Task prompt - Each record must be repeated exactly as it stands.

(Excerpts from a dataset)
____
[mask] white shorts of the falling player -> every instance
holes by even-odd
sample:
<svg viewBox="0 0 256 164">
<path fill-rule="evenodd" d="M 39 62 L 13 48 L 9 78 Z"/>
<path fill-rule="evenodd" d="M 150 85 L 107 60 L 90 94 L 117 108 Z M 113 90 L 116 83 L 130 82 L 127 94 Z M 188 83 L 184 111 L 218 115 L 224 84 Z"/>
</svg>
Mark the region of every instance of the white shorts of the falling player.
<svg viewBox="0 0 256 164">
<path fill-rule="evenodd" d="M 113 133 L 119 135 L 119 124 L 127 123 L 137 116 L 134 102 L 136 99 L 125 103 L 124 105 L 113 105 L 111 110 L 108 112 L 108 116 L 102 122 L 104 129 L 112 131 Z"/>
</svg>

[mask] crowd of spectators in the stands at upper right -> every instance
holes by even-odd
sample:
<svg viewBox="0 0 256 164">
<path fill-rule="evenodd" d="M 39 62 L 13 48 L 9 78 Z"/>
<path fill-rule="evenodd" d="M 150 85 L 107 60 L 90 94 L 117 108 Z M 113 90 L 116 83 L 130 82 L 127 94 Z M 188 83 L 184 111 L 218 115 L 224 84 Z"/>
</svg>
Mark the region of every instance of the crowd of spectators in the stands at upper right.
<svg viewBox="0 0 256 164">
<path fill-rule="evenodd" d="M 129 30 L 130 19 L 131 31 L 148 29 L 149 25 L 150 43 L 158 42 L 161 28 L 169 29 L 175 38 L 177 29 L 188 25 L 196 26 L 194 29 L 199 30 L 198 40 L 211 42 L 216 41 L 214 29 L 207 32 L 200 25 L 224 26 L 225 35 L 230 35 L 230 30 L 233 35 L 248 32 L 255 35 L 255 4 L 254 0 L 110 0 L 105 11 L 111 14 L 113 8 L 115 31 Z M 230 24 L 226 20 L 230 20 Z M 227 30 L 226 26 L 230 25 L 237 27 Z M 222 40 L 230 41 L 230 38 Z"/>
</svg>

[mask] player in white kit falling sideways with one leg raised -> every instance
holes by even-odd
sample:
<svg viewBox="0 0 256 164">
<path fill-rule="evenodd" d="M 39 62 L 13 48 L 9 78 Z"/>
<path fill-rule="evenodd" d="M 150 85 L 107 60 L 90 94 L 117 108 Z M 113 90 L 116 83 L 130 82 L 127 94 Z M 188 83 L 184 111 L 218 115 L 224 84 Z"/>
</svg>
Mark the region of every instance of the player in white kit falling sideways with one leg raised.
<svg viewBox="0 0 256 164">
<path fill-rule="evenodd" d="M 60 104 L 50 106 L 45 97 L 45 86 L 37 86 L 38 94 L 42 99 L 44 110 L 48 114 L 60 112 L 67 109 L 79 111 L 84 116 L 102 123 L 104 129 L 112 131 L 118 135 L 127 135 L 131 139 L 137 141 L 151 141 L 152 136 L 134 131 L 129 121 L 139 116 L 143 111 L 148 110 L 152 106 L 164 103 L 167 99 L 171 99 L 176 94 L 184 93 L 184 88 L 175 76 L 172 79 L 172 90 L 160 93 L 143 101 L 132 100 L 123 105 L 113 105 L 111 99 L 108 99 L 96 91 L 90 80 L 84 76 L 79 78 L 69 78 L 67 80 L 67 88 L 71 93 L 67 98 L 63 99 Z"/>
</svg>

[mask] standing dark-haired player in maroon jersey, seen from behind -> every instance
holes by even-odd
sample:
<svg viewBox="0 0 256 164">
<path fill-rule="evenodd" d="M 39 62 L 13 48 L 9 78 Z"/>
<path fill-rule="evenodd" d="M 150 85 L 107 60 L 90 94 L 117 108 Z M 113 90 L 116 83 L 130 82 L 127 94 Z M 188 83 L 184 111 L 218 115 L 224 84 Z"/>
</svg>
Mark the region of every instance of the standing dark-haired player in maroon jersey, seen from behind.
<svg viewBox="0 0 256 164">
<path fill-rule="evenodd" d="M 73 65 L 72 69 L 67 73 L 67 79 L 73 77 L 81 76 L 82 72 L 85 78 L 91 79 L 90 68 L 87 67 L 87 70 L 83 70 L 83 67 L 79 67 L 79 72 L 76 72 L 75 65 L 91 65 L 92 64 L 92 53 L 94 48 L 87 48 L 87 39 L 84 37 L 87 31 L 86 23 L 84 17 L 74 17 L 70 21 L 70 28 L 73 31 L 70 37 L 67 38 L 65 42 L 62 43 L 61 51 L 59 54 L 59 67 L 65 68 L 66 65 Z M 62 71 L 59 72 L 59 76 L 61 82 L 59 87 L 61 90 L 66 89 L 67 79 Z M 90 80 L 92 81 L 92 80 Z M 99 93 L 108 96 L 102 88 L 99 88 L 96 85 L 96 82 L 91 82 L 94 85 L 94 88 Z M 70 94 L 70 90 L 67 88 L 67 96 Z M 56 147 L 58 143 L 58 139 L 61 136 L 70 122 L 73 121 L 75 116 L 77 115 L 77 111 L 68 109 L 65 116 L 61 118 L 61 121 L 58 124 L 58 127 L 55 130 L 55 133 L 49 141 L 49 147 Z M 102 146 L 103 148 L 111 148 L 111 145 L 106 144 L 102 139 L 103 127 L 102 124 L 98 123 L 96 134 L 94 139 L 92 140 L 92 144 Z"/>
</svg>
____
Answer to this exercise -
[mask] white shorts of the falling player -> every instance
holes by even-odd
sample:
<svg viewBox="0 0 256 164">
<path fill-rule="evenodd" d="M 39 62 L 13 48 L 9 78 Z"/>
<path fill-rule="evenodd" d="M 150 85 L 107 60 L 90 94 L 117 108 Z M 113 90 L 116 83 L 130 82 L 127 94 Z M 188 83 L 184 111 L 218 115 L 224 84 Z"/>
</svg>
Mark the region of every instance of the white shorts of the falling player.
<svg viewBox="0 0 256 164">
<path fill-rule="evenodd" d="M 113 133 L 119 135 L 119 124 L 127 123 L 137 116 L 134 102 L 136 99 L 125 103 L 124 105 L 113 105 L 111 110 L 108 112 L 108 116 L 102 122 L 104 129 L 112 131 Z"/>
</svg>

[mask] crowd of spectators in the stands at upper right -> every instance
holes by even-odd
sample:
<svg viewBox="0 0 256 164">
<path fill-rule="evenodd" d="M 39 62 L 13 48 L 9 78 Z"/>
<path fill-rule="evenodd" d="M 150 85 L 107 60 L 90 94 L 117 108 Z M 113 90 L 116 83 L 130 82 L 127 94 Z M 188 83 L 184 111 L 218 115 L 224 84 Z"/>
</svg>
Mark the region of every instance of the crowd of spectators in the stands at upper right.
<svg viewBox="0 0 256 164">
<path fill-rule="evenodd" d="M 129 30 L 130 19 L 131 31 L 148 29 L 149 25 L 150 43 L 158 42 L 161 28 L 169 29 L 175 38 L 177 29 L 188 25 L 196 26 L 194 29 L 199 30 L 198 40 L 211 42 L 216 41 L 214 29 L 207 32 L 200 25 L 224 26 L 225 35 L 230 35 L 230 30 L 233 35 L 248 32 L 255 35 L 255 4 L 254 0 L 110 0 L 105 11 L 111 14 L 113 8 L 115 31 Z M 230 24 L 226 20 L 230 20 Z M 227 30 L 226 26 L 230 25 L 237 27 Z M 222 40 L 230 41 L 230 38 Z"/>
</svg>

[mask] player in white kit falling sideways with one leg raised -> every instance
holes by even-odd
sample:
<svg viewBox="0 0 256 164">
<path fill-rule="evenodd" d="M 39 62 L 13 48 L 9 78 Z"/>
<path fill-rule="evenodd" d="M 150 85 L 107 60 L 90 94 L 117 108 Z M 113 90 L 116 83 L 130 82 L 127 94 Z M 188 83 L 184 111 L 218 115 L 224 84 Z"/>
</svg>
Mark the region of every instance of the player in white kit falling sideways with one leg raised.
<svg viewBox="0 0 256 164">
<path fill-rule="evenodd" d="M 60 104 L 50 106 L 45 97 L 45 86 L 37 86 L 38 94 L 42 99 L 44 110 L 48 114 L 60 112 L 67 109 L 79 111 L 84 116 L 102 123 L 104 129 L 112 131 L 118 135 L 127 135 L 131 139 L 137 141 L 151 141 L 152 136 L 134 131 L 129 121 L 139 116 L 143 111 L 148 110 L 152 106 L 164 103 L 167 99 L 171 99 L 176 94 L 184 93 L 184 88 L 175 76 L 172 79 L 172 90 L 160 93 L 143 101 L 132 100 L 123 105 L 113 105 L 111 99 L 108 99 L 96 91 L 90 80 L 84 76 L 79 78 L 69 78 L 67 80 L 67 88 L 71 93 L 67 98 L 63 99 Z"/>
</svg>

[mask] standing dark-haired player in maroon jersey, seen from behind -> every instance
holes by even-odd
sample:
<svg viewBox="0 0 256 164">
<path fill-rule="evenodd" d="M 39 62 L 13 48 L 9 78 Z"/>
<path fill-rule="evenodd" d="M 150 85 L 107 60 L 90 94 L 117 108 Z M 113 90 L 116 83 L 130 82 L 127 94 Z M 188 83 L 184 111 L 218 115 L 224 84 Z"/>
</svg>
Mark the region of every instance of the standing dark-haired player in maroon jersey, seen from behind.
<svg viewBox="0 0 256 164">
<path fill-rule="evenodd" d="M 73 65 L 72 69 L 67 73 L 67 79 L 73 77 L 81 76 L 82 72 L 85 78 L 91 79 L 90 68 L 87 67 L 87 70 L 83 70 L 83 67 L 79 67 L 79 72 L 76 72 L 75 65 L 91 65 L 92 64 L 92 53 L 94 48 L 87 48 L 87 39 L 84 37 L 87 31 L 86 23 L 84 17 L 74 17 L 70 21 L 70 28 L 73 31 L 70 37 L 67 38 L 65 42 L 62 43 L 61 51 L 59 54 L 59 67 L 65 68 L 66 65 Z M 62 71 L 59 72 L 59 76 L 61 82 L 59 87 L 61 90 L 66 89 L 67 79 Z M 90 80 L 92 81 L 92 80 Z M 99 93 L 108 96 L 102 88 L 99 88 L 96 85 L 96 82 L 91 82 L 94 85 L 94 88 Z M 70 94 L 70 90 L 67 88 L 67 96 Z M 56 147 L 58 143 L 58 139 L 61 136 L 70 122 L 73 121 L 75 116 L 77 115 L 77 111 L 68 109 L 65 116 L 61 118 L 61 121 L 58 124 L 58 127 L 55 130 L 55 133 L 49 141 L 49 147 Z M 102 146 L 103 148 L 111 148 L 111 145 L 106 144 L 102 139 L 103 127 L 102 124 L 98 123 L 96 134 L 94 139 L 92 140 L 92 144 Z"/>
</svg>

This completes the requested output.